Goal of the exercise: Go to the line holding "Output, for every" in the entries below and write out exactly every line down to and including the line holding "240L881 463L894 472L903".

Dataset extract:

%%

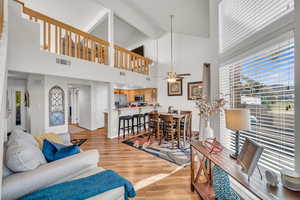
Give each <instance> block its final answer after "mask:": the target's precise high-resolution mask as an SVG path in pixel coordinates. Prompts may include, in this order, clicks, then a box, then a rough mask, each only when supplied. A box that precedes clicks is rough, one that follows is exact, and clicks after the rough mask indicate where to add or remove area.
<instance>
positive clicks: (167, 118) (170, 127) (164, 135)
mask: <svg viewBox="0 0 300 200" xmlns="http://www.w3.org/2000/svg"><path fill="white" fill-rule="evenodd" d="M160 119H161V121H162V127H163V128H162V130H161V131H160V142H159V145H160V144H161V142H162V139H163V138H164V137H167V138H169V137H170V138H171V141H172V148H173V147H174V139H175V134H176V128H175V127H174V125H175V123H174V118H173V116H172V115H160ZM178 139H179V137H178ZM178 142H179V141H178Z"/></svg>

%%
%%

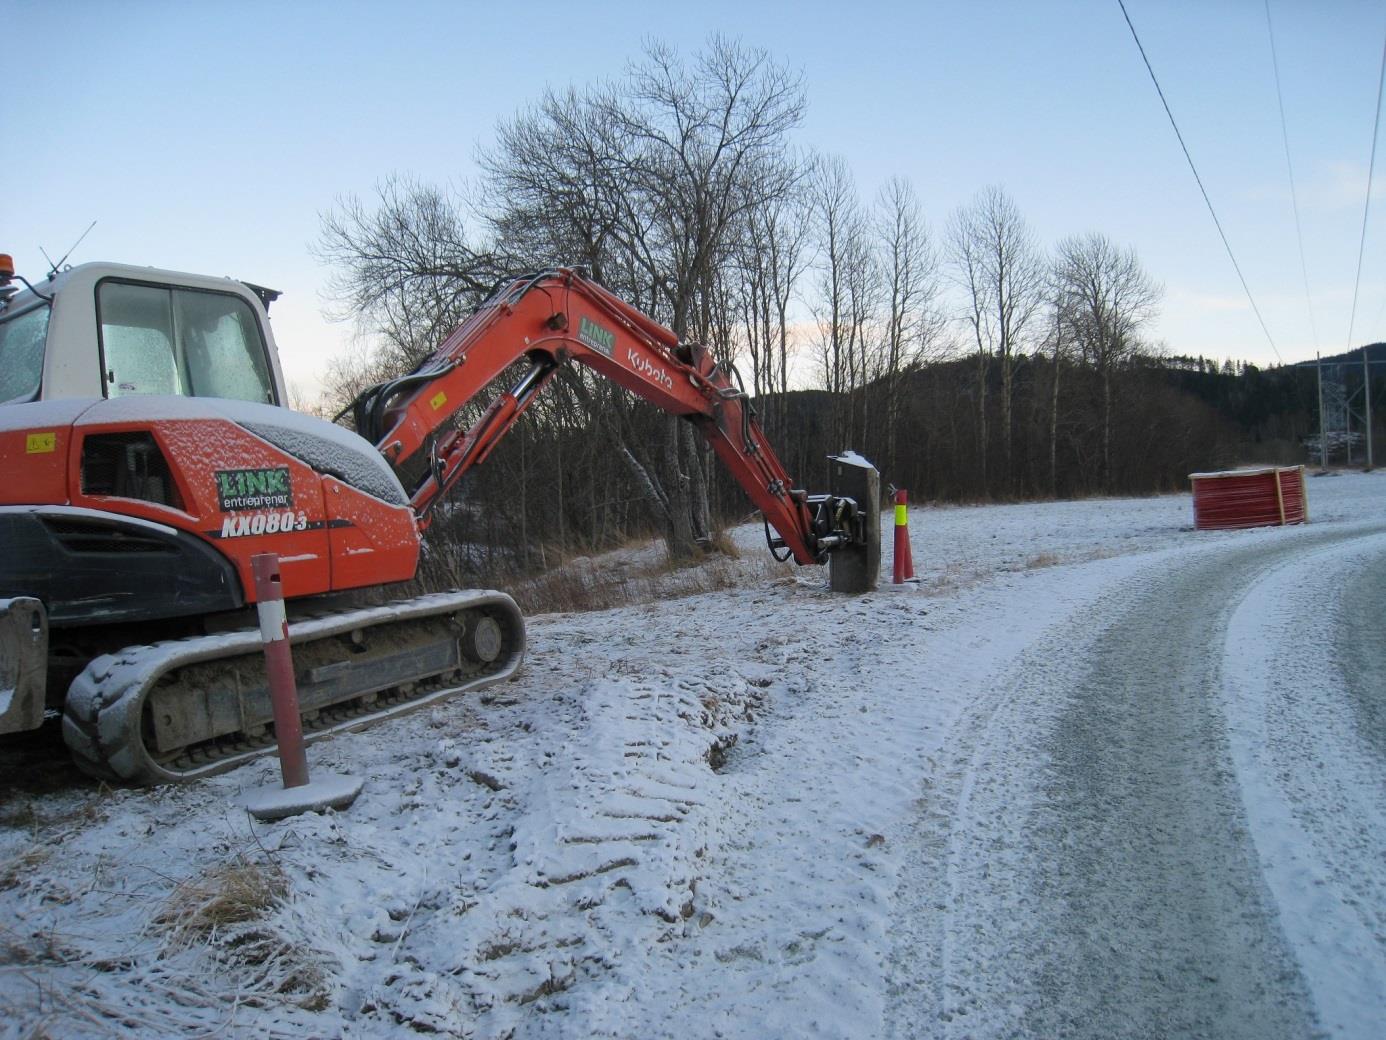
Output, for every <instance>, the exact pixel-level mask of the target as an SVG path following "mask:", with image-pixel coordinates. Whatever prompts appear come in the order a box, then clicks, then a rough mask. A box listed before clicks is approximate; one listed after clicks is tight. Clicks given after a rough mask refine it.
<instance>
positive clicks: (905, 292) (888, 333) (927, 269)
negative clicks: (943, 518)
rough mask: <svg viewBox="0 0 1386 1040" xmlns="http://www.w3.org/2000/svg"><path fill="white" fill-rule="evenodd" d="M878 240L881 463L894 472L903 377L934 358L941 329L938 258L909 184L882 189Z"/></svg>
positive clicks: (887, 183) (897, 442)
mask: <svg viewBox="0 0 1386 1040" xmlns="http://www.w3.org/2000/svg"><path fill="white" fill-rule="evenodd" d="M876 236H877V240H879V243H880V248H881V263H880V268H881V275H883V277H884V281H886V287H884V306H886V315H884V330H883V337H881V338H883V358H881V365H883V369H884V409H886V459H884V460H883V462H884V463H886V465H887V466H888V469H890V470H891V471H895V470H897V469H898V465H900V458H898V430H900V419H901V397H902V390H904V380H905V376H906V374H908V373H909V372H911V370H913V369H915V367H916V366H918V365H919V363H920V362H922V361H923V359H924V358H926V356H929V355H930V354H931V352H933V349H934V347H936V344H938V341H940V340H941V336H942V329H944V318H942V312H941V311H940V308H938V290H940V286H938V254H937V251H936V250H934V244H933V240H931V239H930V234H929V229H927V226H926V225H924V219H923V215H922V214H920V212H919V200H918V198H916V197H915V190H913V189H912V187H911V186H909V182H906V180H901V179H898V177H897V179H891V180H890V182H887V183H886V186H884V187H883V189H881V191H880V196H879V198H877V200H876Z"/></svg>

%%
%%

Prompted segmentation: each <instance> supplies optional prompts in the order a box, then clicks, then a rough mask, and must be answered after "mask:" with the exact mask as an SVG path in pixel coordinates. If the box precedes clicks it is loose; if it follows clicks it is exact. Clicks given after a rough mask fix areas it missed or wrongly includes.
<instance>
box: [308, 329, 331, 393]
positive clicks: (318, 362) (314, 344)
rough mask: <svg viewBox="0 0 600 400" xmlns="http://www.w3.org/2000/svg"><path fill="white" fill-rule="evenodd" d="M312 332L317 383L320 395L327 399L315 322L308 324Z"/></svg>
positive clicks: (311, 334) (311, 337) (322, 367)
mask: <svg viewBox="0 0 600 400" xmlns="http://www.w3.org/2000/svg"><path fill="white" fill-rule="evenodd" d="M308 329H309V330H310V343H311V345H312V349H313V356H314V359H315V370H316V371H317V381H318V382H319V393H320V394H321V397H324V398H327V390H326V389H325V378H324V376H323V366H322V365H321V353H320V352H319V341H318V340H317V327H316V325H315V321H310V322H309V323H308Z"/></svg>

%%

Solution to the exercise:
Output, for every <instance>, the exact pixel-level mask of the target as an SVG path following "mask:", with image-pixel coordinates. Whatever prompts appear come in the order a box, then clicks, then a rough mask. A box listed before clicks is approximate; one listed after clicks is tight. Clicks given after a rough mask refine it.
<instance>
positive clicks: (905, 292) (888, 333) (927, 269)
negative clicks: (943, 518)
rough mask: <svg viewBox="0 0 1386 1040" xmlns="http://www.w3.org/2000/svg"><path fill="white" fill-rule="evenodd" d="M878 240L881 463L894 472L903 377L934 358L941 329L938 258L909 184L882 189Z"/></svg>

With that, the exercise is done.